→ Aim of the exercise
How many lines of the records hold the string "building"? Reply with the number alone.

→ Data to process
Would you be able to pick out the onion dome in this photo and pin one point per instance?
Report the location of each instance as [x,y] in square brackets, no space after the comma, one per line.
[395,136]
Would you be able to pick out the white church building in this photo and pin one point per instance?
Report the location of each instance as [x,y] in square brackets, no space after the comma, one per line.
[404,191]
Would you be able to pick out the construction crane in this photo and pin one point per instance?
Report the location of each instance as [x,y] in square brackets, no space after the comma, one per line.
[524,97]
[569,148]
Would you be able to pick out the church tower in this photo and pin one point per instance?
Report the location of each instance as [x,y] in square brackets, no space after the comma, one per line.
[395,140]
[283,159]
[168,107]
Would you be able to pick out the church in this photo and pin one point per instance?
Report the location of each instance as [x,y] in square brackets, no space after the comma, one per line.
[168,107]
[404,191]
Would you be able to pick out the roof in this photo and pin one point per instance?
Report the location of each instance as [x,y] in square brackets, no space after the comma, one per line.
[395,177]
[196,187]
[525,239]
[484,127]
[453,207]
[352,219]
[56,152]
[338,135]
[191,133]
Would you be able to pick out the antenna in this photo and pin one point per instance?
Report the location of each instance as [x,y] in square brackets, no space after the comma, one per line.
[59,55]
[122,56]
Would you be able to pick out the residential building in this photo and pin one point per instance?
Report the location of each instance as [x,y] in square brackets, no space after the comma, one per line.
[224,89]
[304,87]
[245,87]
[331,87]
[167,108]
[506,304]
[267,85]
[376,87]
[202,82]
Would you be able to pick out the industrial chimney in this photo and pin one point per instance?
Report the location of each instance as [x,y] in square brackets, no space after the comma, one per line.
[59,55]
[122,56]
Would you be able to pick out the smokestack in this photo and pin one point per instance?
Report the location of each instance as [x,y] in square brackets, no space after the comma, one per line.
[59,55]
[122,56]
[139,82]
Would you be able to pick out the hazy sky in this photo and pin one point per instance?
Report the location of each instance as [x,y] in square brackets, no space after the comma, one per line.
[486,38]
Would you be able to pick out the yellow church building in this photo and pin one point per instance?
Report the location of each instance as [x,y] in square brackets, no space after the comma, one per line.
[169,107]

→ Response to the exercise
3